Data for this task
◇ ◇ ◇ ◇ ◇

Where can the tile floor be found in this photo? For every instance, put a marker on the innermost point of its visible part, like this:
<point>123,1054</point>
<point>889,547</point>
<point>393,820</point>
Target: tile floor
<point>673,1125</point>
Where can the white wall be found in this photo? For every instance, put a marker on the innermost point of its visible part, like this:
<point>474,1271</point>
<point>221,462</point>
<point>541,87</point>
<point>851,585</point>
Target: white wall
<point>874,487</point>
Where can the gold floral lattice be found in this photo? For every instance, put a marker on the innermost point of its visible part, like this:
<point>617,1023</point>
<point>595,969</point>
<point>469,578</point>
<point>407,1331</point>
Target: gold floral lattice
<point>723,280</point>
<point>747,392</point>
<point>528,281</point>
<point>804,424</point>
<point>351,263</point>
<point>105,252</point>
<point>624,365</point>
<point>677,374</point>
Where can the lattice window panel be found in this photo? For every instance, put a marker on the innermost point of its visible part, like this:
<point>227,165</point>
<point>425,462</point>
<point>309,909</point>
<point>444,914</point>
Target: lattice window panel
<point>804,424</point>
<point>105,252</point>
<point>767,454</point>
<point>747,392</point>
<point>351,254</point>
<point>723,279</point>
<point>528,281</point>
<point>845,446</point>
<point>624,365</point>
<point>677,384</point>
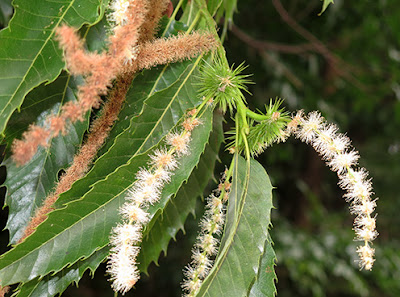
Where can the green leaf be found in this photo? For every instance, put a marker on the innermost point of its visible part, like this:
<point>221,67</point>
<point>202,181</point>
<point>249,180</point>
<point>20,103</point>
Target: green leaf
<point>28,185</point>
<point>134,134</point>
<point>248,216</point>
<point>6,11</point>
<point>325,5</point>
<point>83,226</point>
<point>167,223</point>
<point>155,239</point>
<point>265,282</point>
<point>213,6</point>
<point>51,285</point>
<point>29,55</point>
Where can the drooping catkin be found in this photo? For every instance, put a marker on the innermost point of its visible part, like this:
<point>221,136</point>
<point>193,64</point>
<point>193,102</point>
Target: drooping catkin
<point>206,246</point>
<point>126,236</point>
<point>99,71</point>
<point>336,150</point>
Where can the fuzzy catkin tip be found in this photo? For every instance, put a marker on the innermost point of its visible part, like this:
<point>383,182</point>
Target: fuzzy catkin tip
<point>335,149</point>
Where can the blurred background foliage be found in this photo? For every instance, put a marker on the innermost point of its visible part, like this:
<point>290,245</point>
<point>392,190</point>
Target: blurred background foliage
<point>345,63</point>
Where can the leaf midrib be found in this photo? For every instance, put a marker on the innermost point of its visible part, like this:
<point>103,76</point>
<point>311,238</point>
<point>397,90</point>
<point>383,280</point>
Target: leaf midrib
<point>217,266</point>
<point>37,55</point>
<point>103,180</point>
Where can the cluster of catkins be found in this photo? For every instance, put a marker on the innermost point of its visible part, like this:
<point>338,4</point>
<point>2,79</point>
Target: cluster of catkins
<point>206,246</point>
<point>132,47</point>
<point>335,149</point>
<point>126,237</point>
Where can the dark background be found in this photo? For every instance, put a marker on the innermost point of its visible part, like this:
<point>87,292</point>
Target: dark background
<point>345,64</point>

◇ ◇ ◇ ◇ ◇

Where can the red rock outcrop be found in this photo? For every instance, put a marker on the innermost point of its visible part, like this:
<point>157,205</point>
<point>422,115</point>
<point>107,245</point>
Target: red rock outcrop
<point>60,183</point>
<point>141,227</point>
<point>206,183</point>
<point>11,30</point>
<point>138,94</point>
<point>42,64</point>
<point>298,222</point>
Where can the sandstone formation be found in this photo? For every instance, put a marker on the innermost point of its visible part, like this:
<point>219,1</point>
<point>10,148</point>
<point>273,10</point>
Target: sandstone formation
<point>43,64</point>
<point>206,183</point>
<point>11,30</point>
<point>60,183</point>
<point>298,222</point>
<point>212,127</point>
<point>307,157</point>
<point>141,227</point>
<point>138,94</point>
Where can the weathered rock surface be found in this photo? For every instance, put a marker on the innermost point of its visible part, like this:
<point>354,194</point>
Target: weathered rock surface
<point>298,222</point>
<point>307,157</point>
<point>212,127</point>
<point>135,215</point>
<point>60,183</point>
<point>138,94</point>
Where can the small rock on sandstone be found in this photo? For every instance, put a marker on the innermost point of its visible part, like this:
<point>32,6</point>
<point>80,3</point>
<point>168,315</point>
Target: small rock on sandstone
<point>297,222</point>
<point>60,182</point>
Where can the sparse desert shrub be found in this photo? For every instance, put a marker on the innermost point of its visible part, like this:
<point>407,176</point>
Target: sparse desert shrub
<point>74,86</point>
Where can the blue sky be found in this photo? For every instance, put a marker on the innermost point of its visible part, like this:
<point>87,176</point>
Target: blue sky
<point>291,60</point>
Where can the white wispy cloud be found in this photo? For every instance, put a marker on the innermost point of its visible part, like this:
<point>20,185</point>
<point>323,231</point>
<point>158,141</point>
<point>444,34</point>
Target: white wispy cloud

◇ ◇ ◇ ◇ ◇

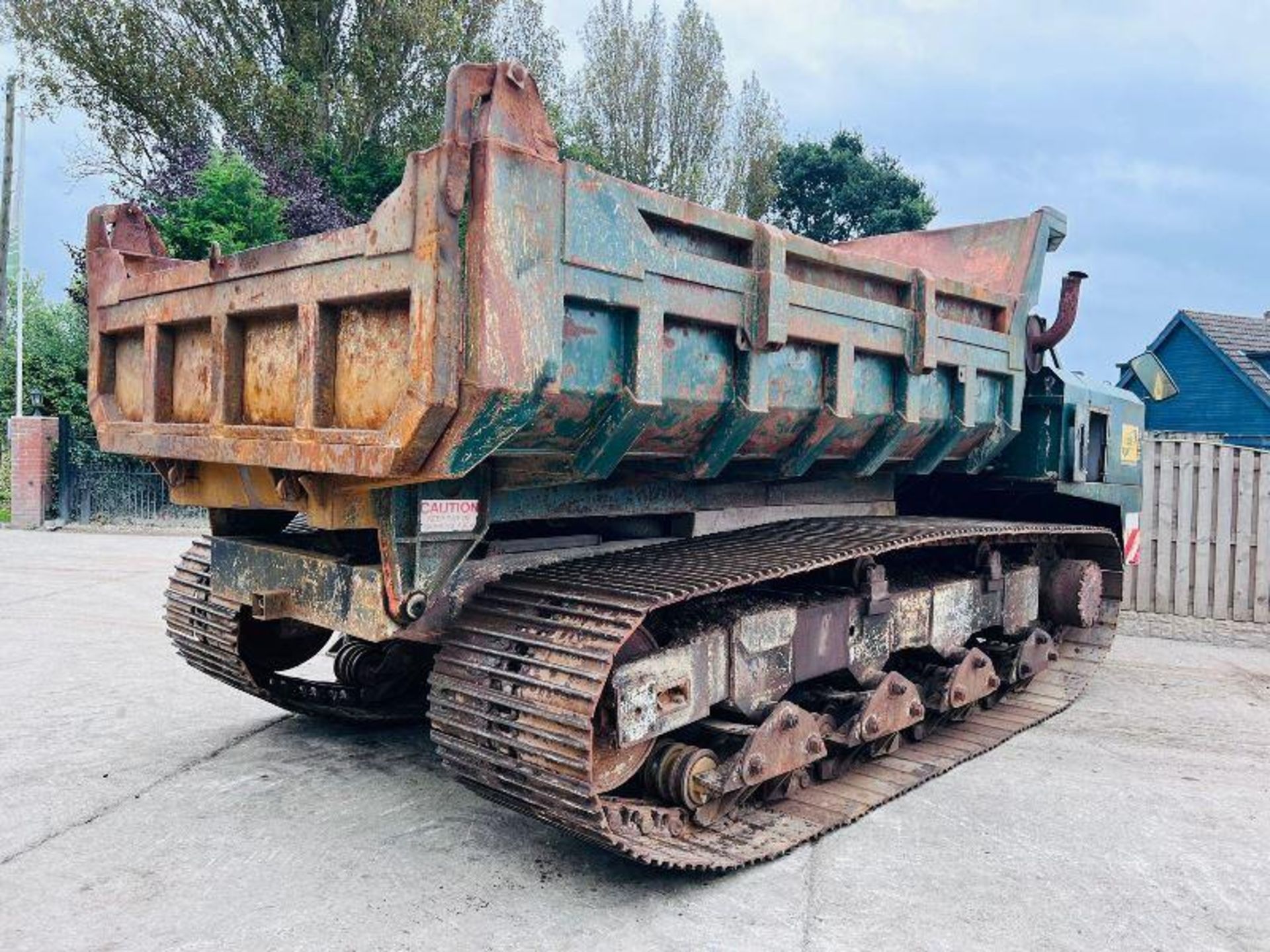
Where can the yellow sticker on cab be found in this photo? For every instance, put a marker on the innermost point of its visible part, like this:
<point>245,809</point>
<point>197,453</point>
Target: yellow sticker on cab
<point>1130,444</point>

◇ ◇ ◇ ◇ ◇

Exercise requirements
Put the entries into a Markdown table with two columns, Row for the row number and Line for the line itself. Start at the line that contains "Where can the lattice" and end at the line that contains "<point>103,180</point>", leaving out blank lines and pictures.

Written answer
| Row | Line |
|---|---|
| 1 | Where can the lattice window panel be found in this photo? For every instance, put a marker on the innermost point of its visible part, like this: |
| 2 | <point>227,165</point> |
| 3 | <point>425,462</point> |
| 4 | <point>309,909</point> |
| 5 | <point>444,914</point> |
| 6 | Target: lattice window panel |
| 7 | <point>804,424</point> |
| 8 | <point>105,252</point> |
| 9 | <point>767,454</point> |
| 10 | <point>747,392</point> |
| 11 | <point>351,254</point> |
| 12 | <point>723,279</point> |
| 13 | <point>528,281</point> |
| 14 | <point>845,446</point> |
| 15 | <point>624,365</point> |
| 16 | <point>677,384</point> |
| 17 | Where can the green leaf be found in this photo? For every instance, put a marker on the innermost point of its visible part, like this: |
| 18 | <point>221,67</point> |
| 19 | <point>202,181</point> |
| 20 | <point>249,180</point> |
| 21 | <point>20,103</point> |
| 22 | Target: green leaf |
| 23 | <point>28,185</point> |
| 24 | <point>134,134</point> |
| 25 | <point>248,216</point> |
| 26 | <point>6,11</point> |
| 27 | <point>325,5</point> |
| 28 | <point>83,226</point> |
| 29 | <point>167,223</point> |
| 30 | <point>155,239</point> |
| 31 | <point>265,282</point> |
| 32 | <point>213,6</point> |
| 33 | <point>51,285</point> |
| 34 | <point>29,55</point> |
| 35 | Where can the drooping catkin be found in this photo? For every instance, put a marker on the innermost point of its visible part, like this: |
| 36 | <point>221,136</point> |
| 37 | <point>193,64</point> |
| 38 | <point>193,102</point> |
| 39 | Target: drooping catkin |
| 40 | <point>206,246</point> |
| 41 | <point>126,236</point> |
| 42 | <point>99,71</point> |
| 43 | <point>336,150</point> |
| 44 | Where can the fuzzy catkin tip be found in this photo? For every instance, put a marker on the innermost point of its visible part, like this: |
| 45 | <point>383,182</point> |
| 46 | Target: fuzzy catkin tip |
| 47 | <point>335,149</point> |
| 48 | Where can the blurred background foliage be found in this photo? For every instance, put a marker on the innermost point of its visible part, like this: |
| 49 | <point>290,245</point> |
| 50 | <point>392,190</point> |
| 51 | Target: blurred background foliage |
| 52 | <point>345,63</point> |
| 53 | Where can the leaf midrib be found in this photo? For every instance, put a marker on the innermost point of its visible part, like this: |
| 54 | <point>103,76</point> |
| 55 | <point>311,238</point> |
| 56 | <point>397,90</point> |
| 57 | <point>383,280</point> |
| 58 | Target: leaf midrib |
| 59 | <point>217,266</point> |
| 60 | <point>37,55</point> |
| 61 | <point>103,180</point> |